Study Shows AI Chatbots Still Fall Short on Reliable Health Advice for Humans

A new study reveals that, despite performing well on medical exams, AI chatbots do not provide more accurate health guidance than traditional research methods.
“AI is not ready to replace physicians”, said Rebecca Payne, co-author of the study from Oxford University. She warned that relying on chatbots for symptom checks can be risky, potentially leading to incorrect diagnoses or failing to identify situations requiring urgent medical attention.
The research team tested how effectively people could use AI chatbots to identify health issues and determine whether they needed medical care. Nearly 1,300 participants in the UK were presented with 10 realistic scenarios, ranging from headaches after drinking to postnatal exhaustion or symptoms of gallstones.
Participants were randomly assigned one of three AI chatbots – OpenAI’s GPT-4o, Meta’s Llama 3, or Command R+, while a control group used standard internet searches. Results showed that participants using chatbots correctly identified their health issues only about a third of the time, and correctly determined the appropriate next steps roughly 45 percent of the time, no better than the control group.
The researchers attributed the gap between AI exam performance and real-world results to human factors. Participants often failed to provide complete information, misinterpreted chatbot responses, or ignored recommendations altogether.
One in six U.S. adults reportedly consult AI chatbots for health information at least once a month, a number expected to grow as the technology becomes more widespread.

* _Data listing_
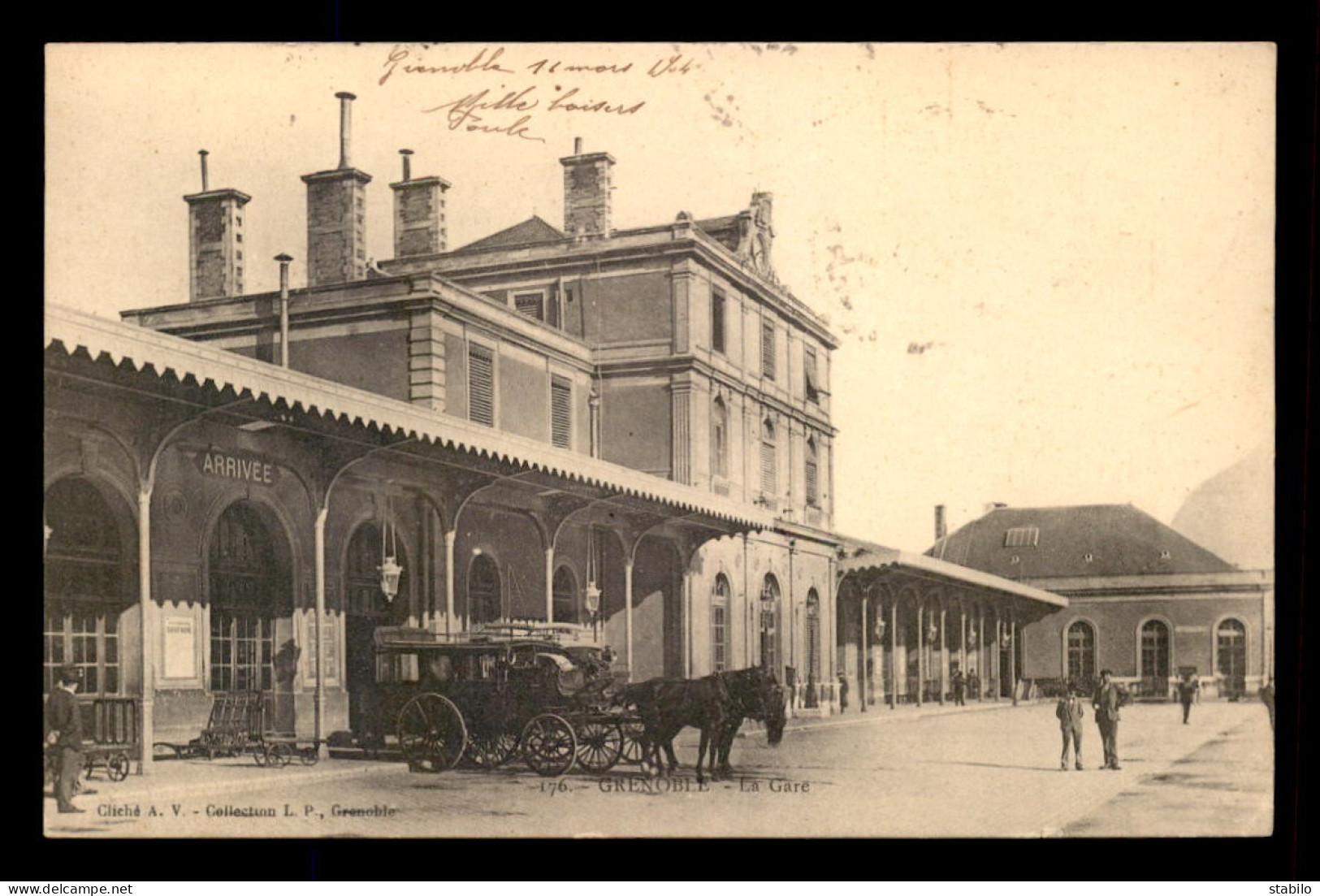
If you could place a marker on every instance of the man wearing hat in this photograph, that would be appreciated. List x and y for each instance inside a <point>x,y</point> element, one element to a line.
<point>63,735</point>
<point>1105,703</point>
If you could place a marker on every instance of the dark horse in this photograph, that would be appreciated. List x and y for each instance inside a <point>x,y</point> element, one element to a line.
<point>669,705</point>
<point>753,695</point>
<point>717,705</point>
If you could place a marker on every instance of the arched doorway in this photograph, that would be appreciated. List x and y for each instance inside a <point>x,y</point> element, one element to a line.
<point>812,632</point>
<point>1231,657</point>
<point>1081,655</point>
<point>249,587</point>
<point>1155,657</point>
<point>84,587</point>
<point>720,625</point>
<point>564,593</point>
<point>365,608</point>
<point>770,625</point>
<point>485,598</point>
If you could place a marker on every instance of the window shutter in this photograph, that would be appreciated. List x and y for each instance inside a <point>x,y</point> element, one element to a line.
<point>530,305</point>
<point>717,321</point>
<point>561,413</point>
<point>812,390</point>
<point>481,386</point>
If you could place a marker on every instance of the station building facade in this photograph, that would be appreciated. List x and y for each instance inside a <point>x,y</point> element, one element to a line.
<point>1144,600</point>
<point>622,433</point>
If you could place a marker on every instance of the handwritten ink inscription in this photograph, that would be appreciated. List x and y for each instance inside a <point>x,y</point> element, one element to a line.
<point>513,110</point>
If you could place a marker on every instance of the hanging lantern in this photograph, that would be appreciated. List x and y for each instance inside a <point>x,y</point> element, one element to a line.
<point>390,569</point>
<point>390,573</point>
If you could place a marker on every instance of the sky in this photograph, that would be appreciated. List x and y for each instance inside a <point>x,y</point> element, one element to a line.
<point>1050,266</point>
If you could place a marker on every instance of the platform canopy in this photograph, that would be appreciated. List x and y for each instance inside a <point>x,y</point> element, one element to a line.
<point>872,564</point>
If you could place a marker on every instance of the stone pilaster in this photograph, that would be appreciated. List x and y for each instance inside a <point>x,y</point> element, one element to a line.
<point>426,361</point>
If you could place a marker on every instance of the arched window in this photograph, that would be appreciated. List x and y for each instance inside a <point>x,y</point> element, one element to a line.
<point>811,475</point>
<point>1081,652</point>
<point>1154,650</point>
<point>720,625</point>
<point>565,595</point>
<point>483,590</point>
<point>813,638</point>
<point>770,623</point>
<point>768,460</point>
<point>245,583</point>
<point>720,439</point>
<point>84,587</point>
<point>1231,656</point>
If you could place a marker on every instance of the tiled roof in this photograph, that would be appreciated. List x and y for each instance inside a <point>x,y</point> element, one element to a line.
<point>1064,541</point>
<point>534,230</point>
<point>722,230</point>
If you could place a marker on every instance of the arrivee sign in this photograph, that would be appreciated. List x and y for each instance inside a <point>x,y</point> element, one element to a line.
<point>249,467</point>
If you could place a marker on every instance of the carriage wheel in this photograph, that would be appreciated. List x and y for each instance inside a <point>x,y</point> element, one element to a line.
<point>431,733</point>
<point>634,735</point>
<point>116,767</point>
<point>279,755</point>
<point>548,745</point>
<point>492,750</point>
<point>599,746</point>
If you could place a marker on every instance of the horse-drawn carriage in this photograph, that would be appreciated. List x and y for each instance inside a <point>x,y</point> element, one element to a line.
<point>491,699</point>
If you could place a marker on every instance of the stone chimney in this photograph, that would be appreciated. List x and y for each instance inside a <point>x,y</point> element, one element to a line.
<point>586,193</point>
<point>418,213</point>
<point>337,211</point>
<point>215,240</point>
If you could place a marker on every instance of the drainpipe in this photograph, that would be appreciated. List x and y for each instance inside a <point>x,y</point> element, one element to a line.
<point>284,259</point>
<point>627,615</point>
<point>144,595</point>
<point>450,537</point>
<point>320,615</point>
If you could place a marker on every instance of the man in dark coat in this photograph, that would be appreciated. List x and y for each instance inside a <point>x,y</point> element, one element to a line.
<point>1105,703</point>
<point>1187,693</point>
<point>63,735</point>
<point>960,686</point>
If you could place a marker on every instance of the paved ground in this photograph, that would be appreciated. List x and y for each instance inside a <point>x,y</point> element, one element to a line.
<point>975,773</point>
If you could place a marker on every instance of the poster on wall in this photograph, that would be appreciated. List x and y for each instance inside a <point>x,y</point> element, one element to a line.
<point>329,655</point>
<point>179,653</point>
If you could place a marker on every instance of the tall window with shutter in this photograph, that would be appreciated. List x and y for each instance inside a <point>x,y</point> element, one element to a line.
<point>768,474</point>
<point>561,412</point>
<point>813,393</point>
<point>809,478</point>
<point>481,386</point>
<point>717,321</point>
<point>720,439</point>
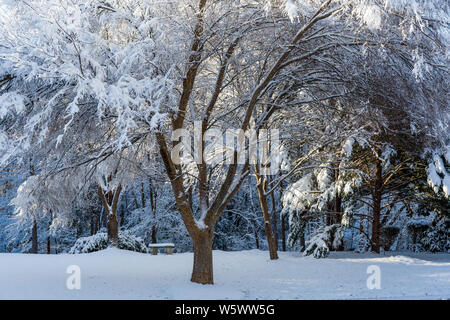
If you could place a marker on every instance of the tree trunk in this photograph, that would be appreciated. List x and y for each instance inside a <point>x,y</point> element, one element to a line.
<point>377,194</point>
<point>49,248</point>
<point>302,242</point>
<point>256,234</point>
<point>110,201</point>
<point>34,240</point>
<point>274,220</point>
<point>113,230</point>
<point>283,233</point>
<point>153,196</point>
<point>267,225</point>
<point>203,259</point>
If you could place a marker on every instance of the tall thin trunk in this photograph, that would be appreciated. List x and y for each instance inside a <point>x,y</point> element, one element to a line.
<point>34,239</point>
<point>142,195</point>
<point>203,259</point>
<point>92,222</point>
<point>153,196</point>
<point>267,224</point>
<point>302,242</point>
<point>377,194</point>
<point>110,201</point>
<point>274,220</point>
<point>283,233</point>
<point>256,234</point>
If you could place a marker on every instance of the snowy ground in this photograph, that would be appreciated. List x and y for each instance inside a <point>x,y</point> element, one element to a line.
<point>117,274</point>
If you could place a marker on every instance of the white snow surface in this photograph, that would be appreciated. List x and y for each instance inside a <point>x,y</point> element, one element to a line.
<point>119,274</point>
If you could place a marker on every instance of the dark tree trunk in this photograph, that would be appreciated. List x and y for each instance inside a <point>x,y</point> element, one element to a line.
<point>109,202</point>
<point>283,233</point>
<point>113,230</point>
<point>49,248</point>
<point>34,239</point>
<point>153,196</point>
<point>255,228</point>
<point>302,242</point>
<point>267,224</point>
<point>274,220</point>
<point>203,259</point>
<point>377,194</point>
<point>92,222</point>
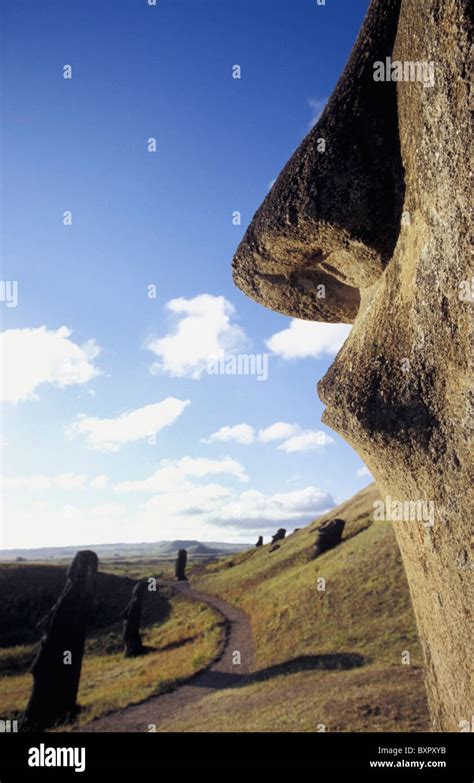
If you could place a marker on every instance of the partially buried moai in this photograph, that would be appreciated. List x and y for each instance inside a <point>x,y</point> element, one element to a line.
<point>181,561</point>
<point>57,667</point>
<point>132,642</point>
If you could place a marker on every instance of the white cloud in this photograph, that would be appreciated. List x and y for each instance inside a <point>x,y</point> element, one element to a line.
<point>204,331</point>
<point>172,475</point>
<point>254,509</point>
<point>38,483</point>
<point>111,434</point>
<point>32,357</point>
<point>277,431</point>
<point>303,339</point>
<point>309,440</point>
<point>239,433</point>
<point>317,108</point>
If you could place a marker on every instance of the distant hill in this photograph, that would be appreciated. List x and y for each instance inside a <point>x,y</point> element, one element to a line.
<point>141,549</point>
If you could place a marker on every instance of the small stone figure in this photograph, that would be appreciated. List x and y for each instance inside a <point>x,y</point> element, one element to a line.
<point>132,642</point>
<point>57,667</point>
<point>328,536</point>
<point>181,561</point>
<point>279,535</point>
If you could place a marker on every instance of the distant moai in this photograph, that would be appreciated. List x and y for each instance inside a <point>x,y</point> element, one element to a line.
<point>279,535</point>
<point>180,569</point>
<point>132,613</point>
<point>328,536</point>
<point>57,667</point>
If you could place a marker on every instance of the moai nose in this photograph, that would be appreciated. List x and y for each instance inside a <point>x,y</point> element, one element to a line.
<point>330,223</point>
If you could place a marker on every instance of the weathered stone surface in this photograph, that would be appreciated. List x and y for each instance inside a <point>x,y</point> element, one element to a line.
<point>399,388</point>
<point>57,667</point>
<point>132,615</point>
<point>328,536</point>
<point>279,535</point>
<point>180,569</point>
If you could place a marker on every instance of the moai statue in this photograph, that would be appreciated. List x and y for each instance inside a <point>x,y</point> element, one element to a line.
<point>279,535</point>
<point>132,642</point>
<point>181,561</point>
<point>57,667</point>
<point>328,536</point>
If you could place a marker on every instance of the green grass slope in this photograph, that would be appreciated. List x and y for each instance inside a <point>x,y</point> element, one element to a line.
<point>326,659</point>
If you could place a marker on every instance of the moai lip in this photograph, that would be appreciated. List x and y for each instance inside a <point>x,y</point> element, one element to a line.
<point>380,218</point>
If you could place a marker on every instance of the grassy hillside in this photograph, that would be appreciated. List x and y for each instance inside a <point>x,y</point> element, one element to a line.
<point>325,659</point>
<point>182,637</point>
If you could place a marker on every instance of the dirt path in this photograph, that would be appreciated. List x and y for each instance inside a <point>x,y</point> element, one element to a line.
<point>162,711</point>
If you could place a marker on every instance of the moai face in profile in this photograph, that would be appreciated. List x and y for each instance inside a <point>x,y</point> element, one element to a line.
<point>372,212</point>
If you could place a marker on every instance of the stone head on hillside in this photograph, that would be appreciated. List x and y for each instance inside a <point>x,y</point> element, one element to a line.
<point>367,224</point>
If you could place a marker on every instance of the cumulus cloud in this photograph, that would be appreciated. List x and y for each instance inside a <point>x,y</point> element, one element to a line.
<point>239,433</point>
<point>33,357</point>
<point>277,431</point>
<point>99,482</point>
<point>308,440</point>
<point>303,339</point>
<point>204,332</point>
<point>141,423</point>
<point>172,475</point>
<point>254,509</point>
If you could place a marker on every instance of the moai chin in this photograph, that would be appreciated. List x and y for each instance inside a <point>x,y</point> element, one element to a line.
<point>57,667</point>
<point>380,217</point>
<point>180,569</point>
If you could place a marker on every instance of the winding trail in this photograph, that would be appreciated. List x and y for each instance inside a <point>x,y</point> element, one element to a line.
<point>162,711</point>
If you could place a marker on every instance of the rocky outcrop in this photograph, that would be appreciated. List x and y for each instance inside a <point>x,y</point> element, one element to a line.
<point>328,535</point>
<point>368,224</point>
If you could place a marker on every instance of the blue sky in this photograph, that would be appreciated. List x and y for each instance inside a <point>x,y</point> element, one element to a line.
<point>113,428</point>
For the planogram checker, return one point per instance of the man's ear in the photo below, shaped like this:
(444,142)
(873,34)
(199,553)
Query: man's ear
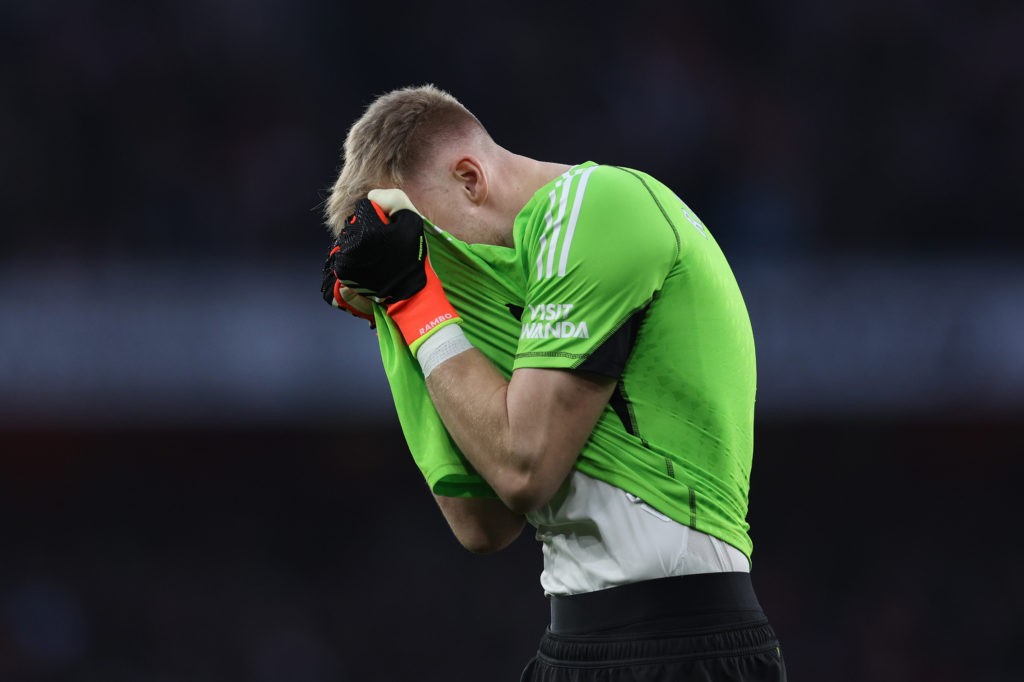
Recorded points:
(469,172)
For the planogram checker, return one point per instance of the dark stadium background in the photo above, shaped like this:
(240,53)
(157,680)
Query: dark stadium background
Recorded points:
(201,475)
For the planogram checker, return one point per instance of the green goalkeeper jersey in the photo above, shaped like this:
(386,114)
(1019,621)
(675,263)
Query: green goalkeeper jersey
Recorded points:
(610,272)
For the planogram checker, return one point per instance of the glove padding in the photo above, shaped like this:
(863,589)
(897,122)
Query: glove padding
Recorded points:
(381,256)
(339,296)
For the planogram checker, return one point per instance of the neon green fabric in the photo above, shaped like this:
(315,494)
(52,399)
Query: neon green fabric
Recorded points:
(438,459)
(592,249)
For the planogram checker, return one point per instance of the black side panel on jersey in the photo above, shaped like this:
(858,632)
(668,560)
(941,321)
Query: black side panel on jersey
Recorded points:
(609,358)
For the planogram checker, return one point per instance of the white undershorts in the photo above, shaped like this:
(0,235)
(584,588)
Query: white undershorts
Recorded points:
(596,536)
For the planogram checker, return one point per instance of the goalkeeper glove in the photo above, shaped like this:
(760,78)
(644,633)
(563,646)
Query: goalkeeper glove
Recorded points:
(383,255)
(340,296)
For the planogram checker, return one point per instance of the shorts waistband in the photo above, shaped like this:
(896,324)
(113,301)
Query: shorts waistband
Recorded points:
(695,597)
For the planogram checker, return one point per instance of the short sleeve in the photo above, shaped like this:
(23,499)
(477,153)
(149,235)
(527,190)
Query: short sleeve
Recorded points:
(594,261)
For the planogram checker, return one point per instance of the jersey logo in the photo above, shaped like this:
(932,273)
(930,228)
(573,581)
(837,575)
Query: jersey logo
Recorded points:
(554,254)
(549,321)
(692,218)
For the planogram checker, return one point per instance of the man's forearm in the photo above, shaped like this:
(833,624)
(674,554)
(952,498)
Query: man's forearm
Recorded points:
(481,525)
(521,435)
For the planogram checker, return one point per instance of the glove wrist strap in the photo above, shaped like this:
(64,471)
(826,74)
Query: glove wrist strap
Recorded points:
(442,345)
(425,312)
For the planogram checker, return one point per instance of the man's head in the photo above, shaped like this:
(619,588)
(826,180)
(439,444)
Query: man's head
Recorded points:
(424,141)
(411,138)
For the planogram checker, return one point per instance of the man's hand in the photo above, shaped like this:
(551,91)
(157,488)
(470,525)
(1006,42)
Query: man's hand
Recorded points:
(340,296)
(382,253)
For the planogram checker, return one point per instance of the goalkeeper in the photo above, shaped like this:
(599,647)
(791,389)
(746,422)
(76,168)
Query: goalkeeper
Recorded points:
(585,345)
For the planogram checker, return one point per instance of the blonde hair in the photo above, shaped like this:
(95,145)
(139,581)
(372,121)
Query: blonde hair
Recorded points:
(391,140)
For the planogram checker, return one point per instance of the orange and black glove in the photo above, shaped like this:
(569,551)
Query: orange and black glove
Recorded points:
(382,254)
(340,296)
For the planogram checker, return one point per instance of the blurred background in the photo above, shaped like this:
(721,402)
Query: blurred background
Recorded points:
(201,472)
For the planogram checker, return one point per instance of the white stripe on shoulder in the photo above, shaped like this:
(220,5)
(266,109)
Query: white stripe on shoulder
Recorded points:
(570,229)
(544,235)
(558,224)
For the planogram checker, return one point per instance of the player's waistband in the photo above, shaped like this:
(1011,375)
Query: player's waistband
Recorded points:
(699,599)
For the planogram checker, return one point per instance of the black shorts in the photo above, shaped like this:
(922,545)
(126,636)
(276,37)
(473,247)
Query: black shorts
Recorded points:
(705,628)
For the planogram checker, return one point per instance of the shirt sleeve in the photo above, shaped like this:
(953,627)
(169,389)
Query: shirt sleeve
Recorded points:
(594,262)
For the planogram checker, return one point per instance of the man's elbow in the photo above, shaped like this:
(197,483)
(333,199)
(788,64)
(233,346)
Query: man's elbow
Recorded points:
(525,492)
(486,543)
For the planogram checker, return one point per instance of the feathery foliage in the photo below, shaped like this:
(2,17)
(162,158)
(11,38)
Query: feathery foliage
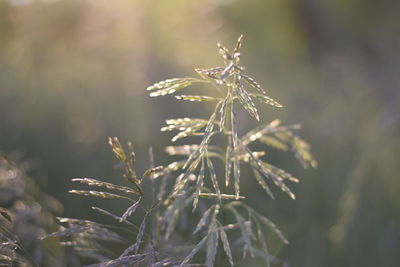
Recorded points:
(146,233)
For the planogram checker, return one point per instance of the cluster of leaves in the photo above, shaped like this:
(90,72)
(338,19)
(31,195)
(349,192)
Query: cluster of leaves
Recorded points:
(26,214)
(191,185)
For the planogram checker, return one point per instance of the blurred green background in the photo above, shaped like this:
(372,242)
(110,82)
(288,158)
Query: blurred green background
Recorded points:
(74,72)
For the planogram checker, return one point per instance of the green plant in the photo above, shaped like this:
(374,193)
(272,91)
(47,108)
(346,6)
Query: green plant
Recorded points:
(192,185)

* _Complete the following_
1. For the article on chatbot health advice, decide whether each statement agrees with it: (a) nearly 1,300 people in the UK took part in the study; (b) participants using chatbots chose the right next steps more often than the control group; (c) the control group was given a fourth chatbot. Answer yes or no for each, quoting the words of the article that settle it.
2. According to the article on chatbot health advice, which university is Rebecca Payne from?
3. Please transcribe a passage from the article on chatbot health advice: begin at the words "Study Shows AI" and stop after the words "urgent medical attention.".
The entries were taken from a different source.

* _Results of the tasks_
1.
(a) Yes: "Nearly 1,300 participants in the UK were presented with 10 realistic scenarios"
(b) No: "correctly determined the appropriate next steps roughly 45 percent of the time, no better than the control group"
(c) No: "while a control group used standard internet searches"

2. Oxford University.

3.
Study Shows AI Chatbots Still Fall Short on Reliable Health Advice for Humans

A new study reveals that, despite performing well on medical exams, AI chatbots do not provide more accurate health guidance than traditional research methods.
“AI is not ready to replace physicians”, said Rebecca Payne, co-author of the study from Oxford University. She warned that relying on chatbots for symptom checks can be risky, potentially leading to incorrect diagnoses or failing to identify situations requiring urgent medical attention.